Your goal –
Copy the lines below verbatim, but only from the line containing "of house visible." through the end of the data.

Records provided –
⟨

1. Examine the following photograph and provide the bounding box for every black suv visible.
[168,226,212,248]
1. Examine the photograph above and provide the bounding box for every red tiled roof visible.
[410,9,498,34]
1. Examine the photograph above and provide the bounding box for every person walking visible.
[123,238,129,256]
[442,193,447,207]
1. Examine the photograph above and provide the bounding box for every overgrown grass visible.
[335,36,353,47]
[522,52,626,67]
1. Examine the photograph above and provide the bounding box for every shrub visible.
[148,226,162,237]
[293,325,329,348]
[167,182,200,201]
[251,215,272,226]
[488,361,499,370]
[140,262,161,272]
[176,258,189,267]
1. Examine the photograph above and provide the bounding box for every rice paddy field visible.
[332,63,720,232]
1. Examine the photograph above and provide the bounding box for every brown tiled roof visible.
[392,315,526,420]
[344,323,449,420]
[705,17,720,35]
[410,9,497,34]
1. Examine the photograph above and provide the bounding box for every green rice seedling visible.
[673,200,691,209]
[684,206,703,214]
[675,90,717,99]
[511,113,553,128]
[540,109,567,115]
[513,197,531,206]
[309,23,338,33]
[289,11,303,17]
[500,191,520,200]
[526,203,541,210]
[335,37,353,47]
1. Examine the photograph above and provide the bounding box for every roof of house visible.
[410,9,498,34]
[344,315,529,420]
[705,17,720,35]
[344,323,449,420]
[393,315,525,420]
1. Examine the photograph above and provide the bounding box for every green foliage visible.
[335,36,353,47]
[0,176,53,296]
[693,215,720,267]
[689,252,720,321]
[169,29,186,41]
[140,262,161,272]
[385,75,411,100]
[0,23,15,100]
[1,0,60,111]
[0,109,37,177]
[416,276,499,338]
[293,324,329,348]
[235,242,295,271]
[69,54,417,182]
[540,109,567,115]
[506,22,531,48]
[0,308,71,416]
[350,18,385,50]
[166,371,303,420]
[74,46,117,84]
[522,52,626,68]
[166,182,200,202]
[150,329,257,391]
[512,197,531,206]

⟩

Result below –
1. Examine the photograph above and provide the bounding box for every roof of house visible.
[410,9,498,34]
[344,315,529,420]
[705,17,720,35]
[344,323,449,420]
[393,315,525,420]
1. Examine the photograph above and provide the bounding box for every green foliage visible.
[335,36,353,47]
[0,176,53,296]
[693,215,720,267]
[689,252,720,321]
[169,29,186,41]
[140,262,161,272]
[385,75,411,100]
[0,23,15,100]
[1,0,60,111]
[0,109,37,177]
[416,276,499,338]
[293,324,329,348]
[235,242,295,271]
[69,54,417,182]
[540,109,567,115]
[506,22,531,48]
[0,308,71,416]
[350,18,385,50]
[166,371,303,420]
[74,46,117,84]
[522,52,626,68]
[166,182,200,202]
[150,329,257,391]
[512,197,531,206]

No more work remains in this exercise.